Aufgaben ▸
A - Wie viele Menschen sprechen laut dem Textauszug über Slowenien die Sprache des Landes?
B - Setze den Textauszug über Slowenien im selben Ton fort, beginnend nach seinem letzten Satz.

Textauszug ▸
· · · ·

Bild: Mein Gott, ist das schön in Slowenien. Vor allem, wenn man nichts verste…
Oft wird derzeit gefragt, wo nur all der Hass herkommt. Und ich weiß, wo
man suchen könnte. Zum Beispiel in einer beliebigen deutschen Ikea-Filiale
an einem frühen Samstagnachmittag. Oder an Bord eines Billigfliegers mit 80
hypervitalen und hungrigen Reisenden. Ineinander verkeilte Kleinfamilien
und schreiende Menschen in einer Metallröhre. An diesen Orten wird man ihn
finden, den Hass; hier gedeiht sie prächtig, die Misanthropie.
Die Menschenliebe aber wird finden, wer an Orte reist, an denen er kein
Wort versteht. Slowenien zum Beispiel ist so ein Ort. Nur zwei Millionen
Menschen sprechen diese Sprache, so ist es kaum wahrscheinlich, dass man
selbst auch nur einen Hauch von dem mitbekommt, was hier gesagt wird.
Immer wenn ich dort bin, zusammen mit meinem slowenischen Lebensgefährten,
bin ich der festen Überzeugung, dass in diesem kleinen Land zwischen Alpen
und Adria ausschließlich freundliche, gebildete, unterhaltsame Menschen
leben, die einander ausschließlich unterhaltsame, pointierte Geschichten
erzählen. Nie würden sie hässliche Stereotype reproduzieren oder sich
menschenfeindlich äußern.

· · · ·

(Einträge zur Beschriftung von Bildpositionen)
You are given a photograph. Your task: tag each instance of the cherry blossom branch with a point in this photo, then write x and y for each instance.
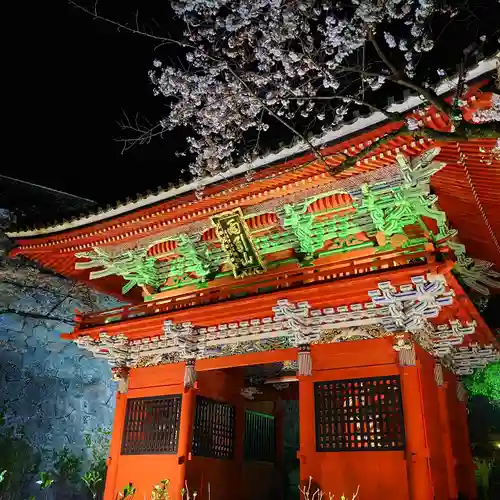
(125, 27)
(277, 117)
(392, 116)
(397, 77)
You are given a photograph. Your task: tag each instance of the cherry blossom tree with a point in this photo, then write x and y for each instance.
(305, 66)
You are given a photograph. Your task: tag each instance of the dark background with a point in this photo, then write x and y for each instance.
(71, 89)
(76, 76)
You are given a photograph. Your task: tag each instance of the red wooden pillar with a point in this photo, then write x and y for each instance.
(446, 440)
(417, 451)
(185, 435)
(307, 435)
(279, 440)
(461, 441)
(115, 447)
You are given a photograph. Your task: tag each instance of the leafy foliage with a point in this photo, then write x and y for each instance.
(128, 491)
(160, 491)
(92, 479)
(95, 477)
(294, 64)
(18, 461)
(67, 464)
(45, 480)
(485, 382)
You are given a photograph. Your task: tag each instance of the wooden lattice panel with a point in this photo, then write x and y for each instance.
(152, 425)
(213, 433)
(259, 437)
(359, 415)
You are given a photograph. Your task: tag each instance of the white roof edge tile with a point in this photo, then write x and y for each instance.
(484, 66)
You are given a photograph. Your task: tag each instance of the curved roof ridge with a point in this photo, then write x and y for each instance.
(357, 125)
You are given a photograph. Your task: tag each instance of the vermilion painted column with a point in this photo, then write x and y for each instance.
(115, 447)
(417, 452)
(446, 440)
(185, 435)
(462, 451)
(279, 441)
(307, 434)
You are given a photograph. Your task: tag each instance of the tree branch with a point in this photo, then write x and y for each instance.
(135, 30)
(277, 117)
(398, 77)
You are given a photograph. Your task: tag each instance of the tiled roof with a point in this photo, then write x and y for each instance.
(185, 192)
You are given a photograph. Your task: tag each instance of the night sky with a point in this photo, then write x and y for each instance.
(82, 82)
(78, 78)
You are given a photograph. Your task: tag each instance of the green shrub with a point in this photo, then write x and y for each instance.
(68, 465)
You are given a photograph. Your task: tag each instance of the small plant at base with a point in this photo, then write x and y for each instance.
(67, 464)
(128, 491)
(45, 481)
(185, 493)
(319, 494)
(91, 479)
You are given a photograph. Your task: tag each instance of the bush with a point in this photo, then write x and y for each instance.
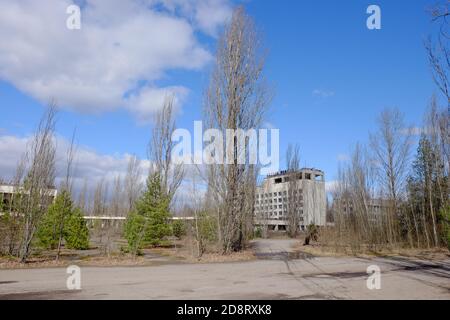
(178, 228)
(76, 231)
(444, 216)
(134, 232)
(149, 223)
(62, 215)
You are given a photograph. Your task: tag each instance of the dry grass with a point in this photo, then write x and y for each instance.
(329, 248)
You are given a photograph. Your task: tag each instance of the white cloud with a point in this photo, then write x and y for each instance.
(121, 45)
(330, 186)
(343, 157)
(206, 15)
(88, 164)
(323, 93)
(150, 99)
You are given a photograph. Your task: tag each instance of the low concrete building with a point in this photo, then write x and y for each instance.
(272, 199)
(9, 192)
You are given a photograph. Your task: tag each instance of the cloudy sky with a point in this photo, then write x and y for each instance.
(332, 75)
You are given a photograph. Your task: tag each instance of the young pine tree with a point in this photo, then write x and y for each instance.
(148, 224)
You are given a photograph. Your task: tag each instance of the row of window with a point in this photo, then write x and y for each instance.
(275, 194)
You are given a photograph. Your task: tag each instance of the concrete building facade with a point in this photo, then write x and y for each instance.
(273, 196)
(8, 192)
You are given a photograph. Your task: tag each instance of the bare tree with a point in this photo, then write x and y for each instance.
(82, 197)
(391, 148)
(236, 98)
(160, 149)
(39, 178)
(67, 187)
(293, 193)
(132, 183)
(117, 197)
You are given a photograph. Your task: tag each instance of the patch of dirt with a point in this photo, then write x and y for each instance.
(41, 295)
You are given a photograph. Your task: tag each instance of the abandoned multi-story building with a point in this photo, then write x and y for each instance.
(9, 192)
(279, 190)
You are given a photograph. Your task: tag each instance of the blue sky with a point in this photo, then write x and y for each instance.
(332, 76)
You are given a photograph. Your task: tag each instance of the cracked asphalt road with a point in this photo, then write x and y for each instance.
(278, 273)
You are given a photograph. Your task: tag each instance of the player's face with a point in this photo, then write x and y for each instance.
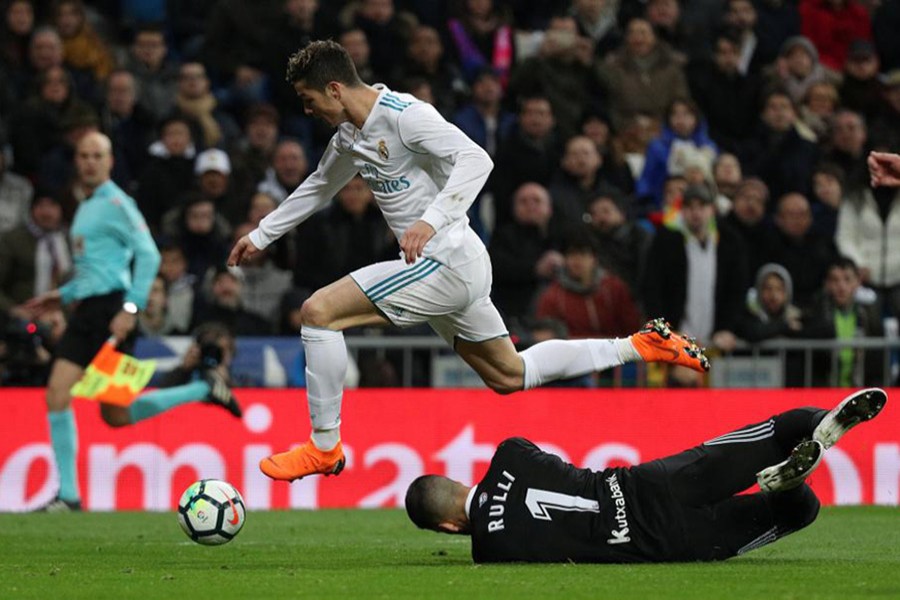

· · · ·

Lösungen ▸
A - Nur zwei Millionen Menschen.

B -
Ob in der malerischen Altstadt Ljubljanas oder den engen Gassen des
Hafenstädtchens Koper, überall nur Freude, schöner Götterfunken. Zärtliche
Zischlaute und Worte des Lobes.
## Jede Menge Unsinn
Mein Lebensgefährte wird nun nicht müde zu betonen, dass auch in seinem
Heimatland jede Menge Unsinn dahergeredet wird, insbesondere vonseiten der
eher ländlich geprägten Bevölkerung, die angeblich ungeheure Mengen an
Blödsinn raushaut. Für mich ist es jedoch nichts weiter als eine angenehme
soziale Klangtapete.
Auch mit meinem Schwiegervater verstehe ich mich ausgesprochen gut,
kommunizieren wir doch hauptsächlich mit Händen und Füßen.
Nur einmal während meines jüngsten Aufenthalts zerriss das hauchdünne
Gewebe aus freundlicher Zugewandtheit, das mich an diesem Ort umwebt.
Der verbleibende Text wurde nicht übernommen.